In the article on the Ericsson-Apple patent dispute, what is U.S. Patent No. 8,792,454 about?

**Text segment**
════════

Sooner or later Ericsson and Apple will have to settle their patent dispute, but as long as they are litigating, they will keep playing hardball. This includes they they avail themselves of certain procedural options in different jurisdictions. Apple is unhappy about Ericsson's enforcement of a 5G standard-essential patent injunction in Colombia as well as about the parallel assertion of patents from the same family in Mannheim and Munich (a basis on which the Munich court declined to dismiss an Ericsson case at an early stage). The key difference between the two litigants' conduct is, however, that Apple isn't merely exercising its procedural rights (as Ericsson also did in Colombia, where you simply can request an ex parte preliminary injunction): occasionally Apple comes across as a bit underhanded or, at minimum, disingenuous by opportunistically contradicting itself. Two judges have already reproached Apple for its "puzzling" litigation tactics--including Administrative Law Judge (ALJ) Cameron Elliot, who will preside over the Ericsson-Apple ITC trial that will commence on Friday (November 4).
A new issue has arisen from Apple's shifting-sands positions, and it involves USPTO Director Kathi Vidal's new policy regarding IPR petitions, which makes it a procedurally interesting matter especially for the many patent practitioners among my esteemed readers.
Apple is the #2 PTAB user (in recent years, second only to Samsung), and some criticize that heavy use of the inter partes review process by a single Big Tech company, but that's actually not my concern here. It's only about what happened with respect to one of Apple's IPR petitions:
The relevant patent is U.S. Patent No. 8,792,454 on "secure and seamless WAN-LAN [wide area network, local area network] roaming." It's one of three patents Ericsson originally asserted in the smallest of its three January 2022 ITC complaints against Apple. What makes it particularly relevant is that, in the aftermath of claim construction, Ericsson dropped one of the other patents in its entirety and several of the asserted claims of the other, while the '454 patent fared really well in claim construction. Against that backdrop, validity is likely going to be the key battlefield.

════════

**Data lines**
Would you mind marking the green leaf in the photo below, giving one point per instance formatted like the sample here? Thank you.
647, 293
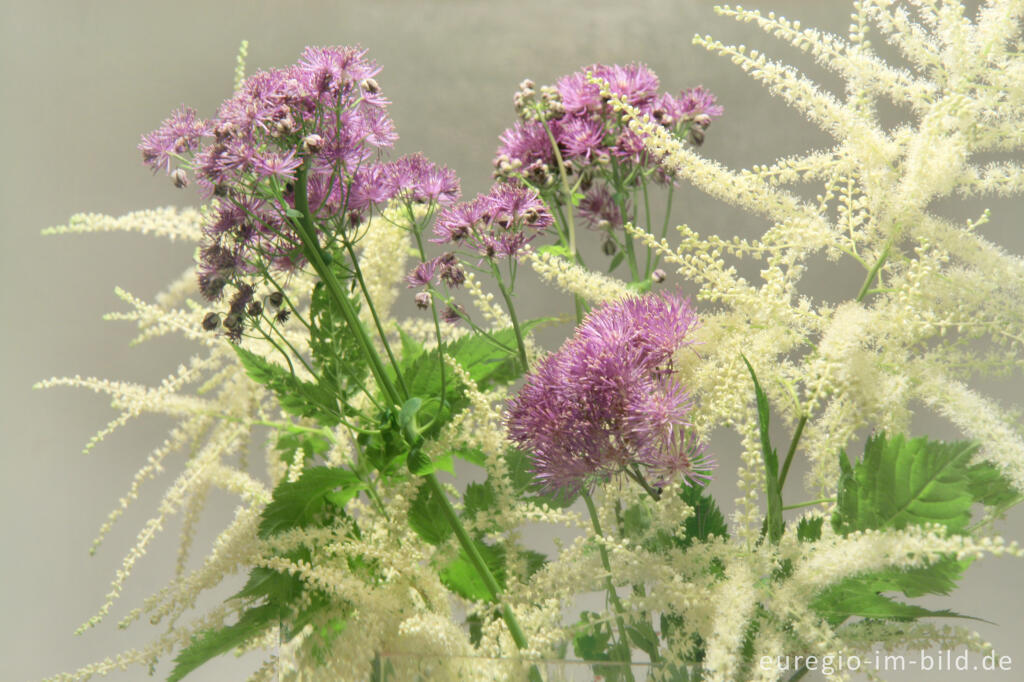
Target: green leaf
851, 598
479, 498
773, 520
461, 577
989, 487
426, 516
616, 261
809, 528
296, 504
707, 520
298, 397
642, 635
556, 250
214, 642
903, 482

════════

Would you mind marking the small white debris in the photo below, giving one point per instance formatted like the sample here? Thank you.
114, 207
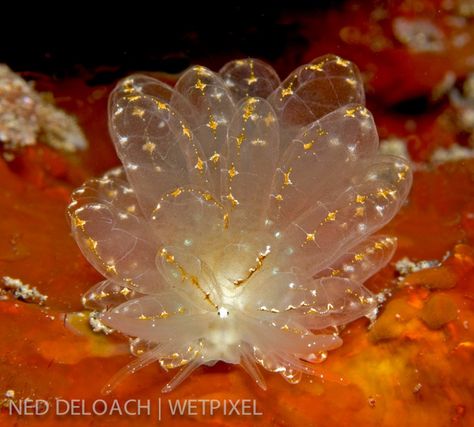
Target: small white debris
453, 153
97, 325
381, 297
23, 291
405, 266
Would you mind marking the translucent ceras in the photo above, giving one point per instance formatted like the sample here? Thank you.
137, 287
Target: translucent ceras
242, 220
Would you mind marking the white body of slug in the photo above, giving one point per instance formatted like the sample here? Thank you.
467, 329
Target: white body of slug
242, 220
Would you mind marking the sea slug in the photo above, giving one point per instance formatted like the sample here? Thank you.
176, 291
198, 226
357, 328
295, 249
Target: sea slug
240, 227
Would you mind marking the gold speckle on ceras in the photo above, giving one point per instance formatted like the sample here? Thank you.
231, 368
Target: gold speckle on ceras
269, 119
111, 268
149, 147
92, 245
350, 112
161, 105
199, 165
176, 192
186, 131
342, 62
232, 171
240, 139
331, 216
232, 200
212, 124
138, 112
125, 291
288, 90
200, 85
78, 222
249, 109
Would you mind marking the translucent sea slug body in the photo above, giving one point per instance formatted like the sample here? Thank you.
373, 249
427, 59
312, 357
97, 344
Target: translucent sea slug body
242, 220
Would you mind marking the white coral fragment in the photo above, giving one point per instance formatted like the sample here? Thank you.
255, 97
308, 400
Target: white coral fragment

════════

**Answer**
Secure and seamless WAN-LAN (wide area network, local area network) roaming.